:: EXERCISE ::
The data that follows is to be given again, exactly as written.

:: Items from a data source ::
┌──
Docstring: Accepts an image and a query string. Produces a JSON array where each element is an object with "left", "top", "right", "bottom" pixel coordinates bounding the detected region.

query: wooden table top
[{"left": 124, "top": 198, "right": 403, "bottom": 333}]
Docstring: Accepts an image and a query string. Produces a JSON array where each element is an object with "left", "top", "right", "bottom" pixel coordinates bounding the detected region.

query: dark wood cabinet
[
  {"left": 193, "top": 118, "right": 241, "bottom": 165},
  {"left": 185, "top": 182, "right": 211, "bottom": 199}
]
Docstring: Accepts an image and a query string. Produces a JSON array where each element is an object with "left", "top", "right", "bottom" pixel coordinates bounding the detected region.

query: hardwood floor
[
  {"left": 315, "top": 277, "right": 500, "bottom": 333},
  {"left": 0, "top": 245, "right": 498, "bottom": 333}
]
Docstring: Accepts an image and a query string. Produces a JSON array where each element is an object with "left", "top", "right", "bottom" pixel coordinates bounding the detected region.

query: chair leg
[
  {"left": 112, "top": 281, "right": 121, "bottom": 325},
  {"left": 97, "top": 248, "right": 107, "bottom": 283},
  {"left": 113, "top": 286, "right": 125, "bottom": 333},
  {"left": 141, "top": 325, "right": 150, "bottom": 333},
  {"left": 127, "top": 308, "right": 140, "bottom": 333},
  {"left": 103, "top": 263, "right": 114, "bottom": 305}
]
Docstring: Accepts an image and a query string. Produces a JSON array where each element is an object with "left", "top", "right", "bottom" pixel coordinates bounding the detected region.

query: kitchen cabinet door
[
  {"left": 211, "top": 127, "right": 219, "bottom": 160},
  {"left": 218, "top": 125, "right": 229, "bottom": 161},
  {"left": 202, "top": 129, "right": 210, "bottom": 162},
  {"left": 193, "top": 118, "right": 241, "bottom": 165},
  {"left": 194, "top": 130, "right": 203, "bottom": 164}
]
└──
:: SOLUTION BELOW ::
Docstring: Accepts an image and a query string. Produces a JSON array where each element is an object with "left", "top", "right", "bottom" pixel coordinates bounding the detected region.

query: wooden table top
[{"left": 124, "top": 198, "right": 403, "bottom": 333}]
Docstring: Accepts an image and a query string. Produces a JSON array where each element is an object with "left", "top", "right", "bottom" pixel coordinates bounding the detected region.

query: dark wood cabinet
[
  {"left": 193, "top": 118, "right": 241, "bottom": 165},
  {"left": 185, "top": 182, "right": 211, "bottom": 199}
]
Docstring: Accepts an image and a query string. Produces a JSON array where each element is an object with "left", "top", "right", "bottom" pixel coordinates bounding the detected region.

query: hardwood floor
[
  {"left": 315, "top": 277, "right": 500, "bottom": 333},
  {"left": 0, "top": 245, "right": 498, "bottom": 333}
]
Docstring: Accepts an image and a query string. Produces a JSON array where each element is an object with "left", "top", "right", "bottom" pixel coordinates bounding the detected region.

query: chair leg
[
  {"left": 112, "top": 281, "right": 121, "bottom": 325},
  {"left": 97, "top": 248, "right": 107, "bottom": 283},
  {"left": 113, "top": 286, "right": 125, "bottom": 333},
  {"left": 141, "top": 325, "right": 150, "bottom": 333},
  {"left": 127, "top": 308, "right": 140, "bottom": 333},
  {"left": 103, "top": 263, "right": 114, "bottom": 305}
]
Docstring: Accepts an image and a query string. Produces a JSON array where each element is an object with "left", "top", "right", "bottom" pixel coordinates bounding the detected region.

query: kitchen cabinet door
[
  {"left": 211, "top": 127, "right": 219, "bottom": 160},
  {"left": 218, "top": 125, "right": 229, "bottom": 161},
  {"left": 202, "top": 129, "right": 210, "bottom": 162},
  {"left": 193, "top": 118, "right": 241, "bottom": 165},
  {"left": 194, "top": 130, "right": 203, "bottom": 164}
]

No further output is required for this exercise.